## Tugas 1
Kutiplah persis bagian teks tentang pengaruh lingkungan pergaulan terhadap pola pikir yang diawali kata-kata "Sulit dibantah, lingkungan" dan diakhiri kata-kata "batas pikirannya sendiri.".

## Teks Bacaan
##############################

Hari ini, tidak sedikit orang yang merasa hidupnya stagnan, pesimis, dan akhirnya begitu gampang menyerah. Halitu terjadi bukan karena mereka lemah. Tapi karena mereka terlalu lama dikelilingi oleh lingkungan bergaul yang pola pikirnya salah. Berada di pergaulan yang terus berada di sekitar keluhan, ketakutan, dan bahkan pembenaran diri. Tanpa diduga, berproses jadi kebiasaan yang menganggap semua itu sebagai hal yang wajar.
Kita sering lupa. Bahwa pikiran itu seperti tanah: apa pun yang ditanam di sana, akan tumbuh. Seperti apa kebiasaan sehari-hari ya akan begitulah cara berpikirnya terbentuk. Jika lingkungannya penuh racun, maka pikiran pun ikut tercemar. Maka hati-hati, lingkungan itu sangat berpengaruh dan mampu membentuk batas pikiran kita. Orang yang tumbuh di lingkungan optimis akan memandang kegagalan sebagai bagian dari perjalanan. Tapi orang yang hidup di lingkungan pesimis akan melihat kegagalan sebagai tanda "tidak berbakat." Lingkungan sangat menentukan di mana kita menggambar batas kemungkinan kita sendiri.
Sulit dibantah, lingkungan kita sangat menentukan. Mau optimis atau pesimis, mau yakin atau tidak yakin. Siapapun tidak bisa berpikir besar jika setiap harinya diisi obrolan tentang gosip, keluhan, atau ketakutan. Pikiran kita butuh ruang yang luas untuk tumbuh, tapi lingkungan yang sempit akan menutupinya dengan batas yang tidak terlihat. Jika kita ingin hidup naik level, langkah pertama bukan mencari motivasi, tapi mencari lingkungan yang memampukan pikiran kita untuk melampaui batas pikirannya sendiri.

##############################

## Catatan Terlampir
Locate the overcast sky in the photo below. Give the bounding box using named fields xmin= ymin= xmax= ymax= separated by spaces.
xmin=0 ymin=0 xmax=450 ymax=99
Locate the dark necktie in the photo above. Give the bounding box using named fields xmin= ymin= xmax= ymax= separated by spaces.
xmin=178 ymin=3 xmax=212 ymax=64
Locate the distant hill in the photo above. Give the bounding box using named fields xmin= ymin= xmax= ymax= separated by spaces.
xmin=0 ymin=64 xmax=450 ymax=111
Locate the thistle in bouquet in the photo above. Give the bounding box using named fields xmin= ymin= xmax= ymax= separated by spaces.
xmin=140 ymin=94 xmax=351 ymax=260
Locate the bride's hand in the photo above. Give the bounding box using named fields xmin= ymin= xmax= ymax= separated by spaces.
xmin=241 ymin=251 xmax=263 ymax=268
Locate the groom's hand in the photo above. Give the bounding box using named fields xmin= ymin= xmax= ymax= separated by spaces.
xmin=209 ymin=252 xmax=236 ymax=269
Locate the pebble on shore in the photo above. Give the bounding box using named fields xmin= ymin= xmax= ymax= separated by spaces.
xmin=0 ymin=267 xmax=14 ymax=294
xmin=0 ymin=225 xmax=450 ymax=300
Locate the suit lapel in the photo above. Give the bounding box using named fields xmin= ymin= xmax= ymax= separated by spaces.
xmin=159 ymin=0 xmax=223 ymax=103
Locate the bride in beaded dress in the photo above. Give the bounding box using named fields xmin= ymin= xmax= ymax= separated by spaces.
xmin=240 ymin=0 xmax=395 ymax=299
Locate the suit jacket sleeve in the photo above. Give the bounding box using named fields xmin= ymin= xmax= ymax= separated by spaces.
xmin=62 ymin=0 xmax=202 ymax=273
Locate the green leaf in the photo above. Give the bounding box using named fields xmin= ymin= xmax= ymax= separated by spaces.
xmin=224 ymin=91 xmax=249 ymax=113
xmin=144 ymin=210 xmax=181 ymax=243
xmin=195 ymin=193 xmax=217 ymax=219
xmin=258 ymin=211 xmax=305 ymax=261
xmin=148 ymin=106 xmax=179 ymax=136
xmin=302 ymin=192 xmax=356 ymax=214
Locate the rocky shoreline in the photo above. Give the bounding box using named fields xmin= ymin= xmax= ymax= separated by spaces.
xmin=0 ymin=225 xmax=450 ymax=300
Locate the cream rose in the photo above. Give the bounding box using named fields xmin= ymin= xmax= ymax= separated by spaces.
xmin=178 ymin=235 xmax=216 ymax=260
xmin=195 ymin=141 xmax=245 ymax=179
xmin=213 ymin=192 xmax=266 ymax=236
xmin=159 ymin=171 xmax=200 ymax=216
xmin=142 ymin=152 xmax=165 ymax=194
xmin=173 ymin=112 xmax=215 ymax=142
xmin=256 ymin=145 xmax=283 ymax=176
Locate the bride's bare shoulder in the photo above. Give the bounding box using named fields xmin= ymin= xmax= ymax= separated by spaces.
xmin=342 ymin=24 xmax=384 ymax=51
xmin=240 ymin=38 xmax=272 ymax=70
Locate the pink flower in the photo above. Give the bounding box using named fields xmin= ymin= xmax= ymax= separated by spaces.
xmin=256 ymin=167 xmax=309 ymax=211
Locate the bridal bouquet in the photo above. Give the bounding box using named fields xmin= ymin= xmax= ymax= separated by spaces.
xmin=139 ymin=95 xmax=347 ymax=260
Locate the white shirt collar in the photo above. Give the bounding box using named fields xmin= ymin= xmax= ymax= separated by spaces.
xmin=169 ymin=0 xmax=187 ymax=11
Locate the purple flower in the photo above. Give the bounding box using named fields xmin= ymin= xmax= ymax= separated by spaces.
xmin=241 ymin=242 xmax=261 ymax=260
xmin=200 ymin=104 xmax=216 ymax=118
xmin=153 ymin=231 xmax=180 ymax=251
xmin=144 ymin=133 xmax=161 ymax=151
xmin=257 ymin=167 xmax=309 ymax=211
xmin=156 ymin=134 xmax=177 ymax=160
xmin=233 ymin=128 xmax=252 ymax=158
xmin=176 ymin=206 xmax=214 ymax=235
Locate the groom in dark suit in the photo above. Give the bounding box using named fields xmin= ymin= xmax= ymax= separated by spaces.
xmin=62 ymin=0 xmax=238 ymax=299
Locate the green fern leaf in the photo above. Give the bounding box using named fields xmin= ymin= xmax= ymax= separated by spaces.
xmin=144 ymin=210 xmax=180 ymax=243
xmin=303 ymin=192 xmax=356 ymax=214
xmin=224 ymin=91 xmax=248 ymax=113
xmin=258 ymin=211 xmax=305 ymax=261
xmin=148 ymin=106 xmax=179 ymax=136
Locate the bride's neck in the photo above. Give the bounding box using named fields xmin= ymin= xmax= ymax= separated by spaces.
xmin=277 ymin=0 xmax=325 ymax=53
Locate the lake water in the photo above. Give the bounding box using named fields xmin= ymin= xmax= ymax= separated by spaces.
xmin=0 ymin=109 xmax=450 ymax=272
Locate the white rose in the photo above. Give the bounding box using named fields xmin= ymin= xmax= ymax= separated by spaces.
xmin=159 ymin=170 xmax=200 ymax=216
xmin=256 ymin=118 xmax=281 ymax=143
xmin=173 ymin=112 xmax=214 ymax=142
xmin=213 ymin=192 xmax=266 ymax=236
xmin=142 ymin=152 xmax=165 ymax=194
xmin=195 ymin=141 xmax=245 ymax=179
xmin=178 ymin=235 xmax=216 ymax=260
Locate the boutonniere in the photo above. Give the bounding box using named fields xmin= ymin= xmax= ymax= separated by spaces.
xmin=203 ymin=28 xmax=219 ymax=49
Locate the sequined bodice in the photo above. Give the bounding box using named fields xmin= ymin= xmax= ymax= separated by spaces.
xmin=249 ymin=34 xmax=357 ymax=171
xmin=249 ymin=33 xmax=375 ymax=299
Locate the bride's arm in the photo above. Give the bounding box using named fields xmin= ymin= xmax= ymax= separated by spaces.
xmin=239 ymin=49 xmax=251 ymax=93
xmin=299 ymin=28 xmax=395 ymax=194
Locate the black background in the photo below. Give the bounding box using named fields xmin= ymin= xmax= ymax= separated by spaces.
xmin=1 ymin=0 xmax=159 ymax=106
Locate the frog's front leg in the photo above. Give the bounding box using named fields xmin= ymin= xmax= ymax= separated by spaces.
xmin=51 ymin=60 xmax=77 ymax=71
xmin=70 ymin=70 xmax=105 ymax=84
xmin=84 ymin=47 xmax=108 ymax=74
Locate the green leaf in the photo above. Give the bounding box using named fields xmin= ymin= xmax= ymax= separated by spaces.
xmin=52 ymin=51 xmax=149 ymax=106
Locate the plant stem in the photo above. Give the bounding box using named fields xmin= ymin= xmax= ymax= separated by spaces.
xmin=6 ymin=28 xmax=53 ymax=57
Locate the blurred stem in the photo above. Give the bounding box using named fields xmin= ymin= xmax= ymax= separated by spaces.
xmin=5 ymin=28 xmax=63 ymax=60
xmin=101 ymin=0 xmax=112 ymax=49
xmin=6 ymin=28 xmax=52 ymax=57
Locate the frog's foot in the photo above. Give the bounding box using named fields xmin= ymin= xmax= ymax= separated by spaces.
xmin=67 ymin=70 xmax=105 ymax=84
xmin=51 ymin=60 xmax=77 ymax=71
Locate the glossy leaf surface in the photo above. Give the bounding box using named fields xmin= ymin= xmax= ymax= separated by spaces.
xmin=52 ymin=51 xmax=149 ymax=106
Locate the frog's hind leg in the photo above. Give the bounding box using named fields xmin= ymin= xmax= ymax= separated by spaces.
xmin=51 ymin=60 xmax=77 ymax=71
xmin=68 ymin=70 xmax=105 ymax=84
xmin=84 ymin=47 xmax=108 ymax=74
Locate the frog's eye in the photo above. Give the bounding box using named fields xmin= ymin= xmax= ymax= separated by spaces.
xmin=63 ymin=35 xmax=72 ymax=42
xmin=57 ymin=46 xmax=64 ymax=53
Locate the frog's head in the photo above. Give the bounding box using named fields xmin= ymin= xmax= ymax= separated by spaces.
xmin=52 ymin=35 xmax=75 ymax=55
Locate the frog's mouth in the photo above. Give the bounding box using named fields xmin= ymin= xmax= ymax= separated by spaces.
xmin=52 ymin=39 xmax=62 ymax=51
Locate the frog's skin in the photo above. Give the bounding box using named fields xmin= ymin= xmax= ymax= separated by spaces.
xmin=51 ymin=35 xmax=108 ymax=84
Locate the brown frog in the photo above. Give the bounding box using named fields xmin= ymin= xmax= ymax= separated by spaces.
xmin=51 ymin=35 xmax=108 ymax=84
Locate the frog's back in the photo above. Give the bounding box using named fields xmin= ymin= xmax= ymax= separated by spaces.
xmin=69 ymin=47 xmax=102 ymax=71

##############################

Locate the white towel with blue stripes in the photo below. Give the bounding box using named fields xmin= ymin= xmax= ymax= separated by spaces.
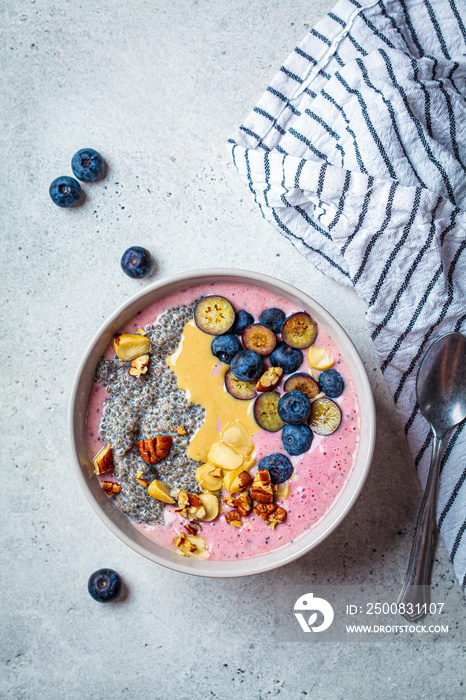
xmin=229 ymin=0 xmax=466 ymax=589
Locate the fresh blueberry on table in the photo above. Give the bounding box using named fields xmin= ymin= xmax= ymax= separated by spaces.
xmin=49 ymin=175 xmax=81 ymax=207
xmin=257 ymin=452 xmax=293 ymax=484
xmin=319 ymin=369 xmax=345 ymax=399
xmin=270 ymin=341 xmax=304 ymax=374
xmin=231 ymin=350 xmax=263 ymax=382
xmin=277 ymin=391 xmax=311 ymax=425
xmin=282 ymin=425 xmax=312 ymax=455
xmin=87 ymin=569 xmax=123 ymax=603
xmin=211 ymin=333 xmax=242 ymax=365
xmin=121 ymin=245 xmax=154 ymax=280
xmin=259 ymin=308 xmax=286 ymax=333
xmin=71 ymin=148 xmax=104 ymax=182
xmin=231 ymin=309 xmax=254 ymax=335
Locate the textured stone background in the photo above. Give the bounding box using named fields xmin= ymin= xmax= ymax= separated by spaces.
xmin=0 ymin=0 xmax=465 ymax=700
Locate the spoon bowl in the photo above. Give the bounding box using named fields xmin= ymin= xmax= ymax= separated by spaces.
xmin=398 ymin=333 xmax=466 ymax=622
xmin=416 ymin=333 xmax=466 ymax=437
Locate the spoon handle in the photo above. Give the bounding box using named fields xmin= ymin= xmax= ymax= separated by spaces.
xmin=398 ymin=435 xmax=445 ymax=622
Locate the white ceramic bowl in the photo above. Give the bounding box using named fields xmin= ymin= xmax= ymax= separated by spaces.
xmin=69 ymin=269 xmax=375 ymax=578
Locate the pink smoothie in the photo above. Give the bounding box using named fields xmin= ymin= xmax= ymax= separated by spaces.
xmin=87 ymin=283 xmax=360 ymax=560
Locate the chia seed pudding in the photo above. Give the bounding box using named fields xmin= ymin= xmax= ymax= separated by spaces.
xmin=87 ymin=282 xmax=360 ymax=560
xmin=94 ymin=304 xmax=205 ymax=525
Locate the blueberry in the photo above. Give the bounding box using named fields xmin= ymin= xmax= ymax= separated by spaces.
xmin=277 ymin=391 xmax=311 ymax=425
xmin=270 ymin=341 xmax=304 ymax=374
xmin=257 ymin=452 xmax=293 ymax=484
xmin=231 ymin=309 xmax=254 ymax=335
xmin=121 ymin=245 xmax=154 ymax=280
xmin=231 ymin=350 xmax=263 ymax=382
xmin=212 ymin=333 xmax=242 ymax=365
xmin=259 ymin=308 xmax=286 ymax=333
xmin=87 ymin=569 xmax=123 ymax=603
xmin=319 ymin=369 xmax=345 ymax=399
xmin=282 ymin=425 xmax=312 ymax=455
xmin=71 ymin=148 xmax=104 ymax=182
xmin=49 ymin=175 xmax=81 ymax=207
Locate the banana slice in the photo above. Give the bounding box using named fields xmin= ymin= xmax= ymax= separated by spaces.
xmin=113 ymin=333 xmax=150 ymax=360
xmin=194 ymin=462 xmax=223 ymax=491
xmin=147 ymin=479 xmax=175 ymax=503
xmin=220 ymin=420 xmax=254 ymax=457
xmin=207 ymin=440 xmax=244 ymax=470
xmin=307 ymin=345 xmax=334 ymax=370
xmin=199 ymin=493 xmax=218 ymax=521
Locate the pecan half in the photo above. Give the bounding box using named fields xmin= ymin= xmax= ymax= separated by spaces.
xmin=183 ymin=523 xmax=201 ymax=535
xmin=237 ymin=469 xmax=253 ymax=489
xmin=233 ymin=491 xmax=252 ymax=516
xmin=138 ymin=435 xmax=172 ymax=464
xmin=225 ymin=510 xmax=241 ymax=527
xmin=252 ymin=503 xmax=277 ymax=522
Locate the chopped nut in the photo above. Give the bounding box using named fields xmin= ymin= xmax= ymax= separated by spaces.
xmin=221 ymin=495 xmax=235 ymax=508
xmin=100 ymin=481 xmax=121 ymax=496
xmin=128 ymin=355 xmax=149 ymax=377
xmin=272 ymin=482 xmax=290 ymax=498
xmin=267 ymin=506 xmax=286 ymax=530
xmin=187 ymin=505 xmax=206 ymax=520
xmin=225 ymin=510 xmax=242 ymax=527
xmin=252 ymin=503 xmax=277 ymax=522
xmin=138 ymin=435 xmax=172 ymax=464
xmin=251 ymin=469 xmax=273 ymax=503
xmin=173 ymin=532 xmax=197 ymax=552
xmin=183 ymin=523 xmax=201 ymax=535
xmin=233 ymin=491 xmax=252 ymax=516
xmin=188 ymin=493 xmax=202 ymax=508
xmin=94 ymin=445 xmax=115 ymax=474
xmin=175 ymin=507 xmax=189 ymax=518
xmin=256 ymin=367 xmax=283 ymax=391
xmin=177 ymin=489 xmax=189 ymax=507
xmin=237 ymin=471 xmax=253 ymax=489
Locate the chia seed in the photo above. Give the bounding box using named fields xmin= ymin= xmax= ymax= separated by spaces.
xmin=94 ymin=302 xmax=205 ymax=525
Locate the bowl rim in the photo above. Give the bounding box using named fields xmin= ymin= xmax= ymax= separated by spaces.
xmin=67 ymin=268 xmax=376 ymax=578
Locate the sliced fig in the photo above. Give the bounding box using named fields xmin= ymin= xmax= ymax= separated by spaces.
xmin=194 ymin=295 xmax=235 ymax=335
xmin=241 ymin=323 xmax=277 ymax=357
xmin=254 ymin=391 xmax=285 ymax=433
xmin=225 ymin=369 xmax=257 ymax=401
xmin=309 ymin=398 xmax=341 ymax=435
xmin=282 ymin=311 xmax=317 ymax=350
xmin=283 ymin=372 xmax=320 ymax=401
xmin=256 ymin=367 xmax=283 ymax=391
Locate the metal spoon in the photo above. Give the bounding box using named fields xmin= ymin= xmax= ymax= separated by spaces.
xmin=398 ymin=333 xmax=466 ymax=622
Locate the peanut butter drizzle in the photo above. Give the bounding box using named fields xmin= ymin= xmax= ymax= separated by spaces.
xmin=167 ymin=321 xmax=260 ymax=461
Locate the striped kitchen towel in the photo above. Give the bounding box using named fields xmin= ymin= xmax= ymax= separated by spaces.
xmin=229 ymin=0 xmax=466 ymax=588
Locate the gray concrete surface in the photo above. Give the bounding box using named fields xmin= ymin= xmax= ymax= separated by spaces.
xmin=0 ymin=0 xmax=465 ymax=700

##############################

## Tugas 2
Salin persis bagian catatan di atas yang dimulai dari baris berisi "Locate the green fern" sampai baris berisi "xmin=0 ymin=109 xmax=450 ymax=272", termasuk kedua baris tersebut.

## Jawaban Lengkap 1
Sulit dibantah, lingkungan kita sangat menentukan. Mau optimis atau pesimis, mau yakin atau tidak yakin. Siapapun tidak bisa berpikir besar jika setiap harinya diisi obrolan tentang gosip, keluhan, atau ketakutan. Pikiran kita butuh ruang yang luas untuk tumbuh, tapi lingkungan yang sempit akan menutupinya dengan batas yang tidak terlihat. Jika kita ingin hidup naik level, langkah pertama bukan mencari motivasi, tapi mencari lingkungan yang memampukan pikiran kita untuk melampaui batas pikirannya sendiri.

## Jawaban Lengkap 2
Locate the green fern leaf in the photo above. Give the bounding box using named fields xmin= ymin= xmax= ymax= separated by spaces.
xmin=144 ymin=210 xmax=180 ymax=243
xmin=303 ymin=192 xmax=356 ymax=214
xmin=224 ymin=91 xmax=248 ymax=113
xmin=258 ymin=211 xmax=305 ymax=261
xmin=148 ymin=106 xmax=179 ymax=136
Locate the bride's neck in the photo above. Give the bounding box using named fields xmin= ymin= xmax= ymax= separated by spaces.
xmin=277 ymin=0 xmax=325 ymax=53
Locate the lake water in the photo above. Give the bounding box using named fields xmin= ymin= xmax= ymax= separated by spaces.
xmin=0 ymin=109 xmax=450 ymax=272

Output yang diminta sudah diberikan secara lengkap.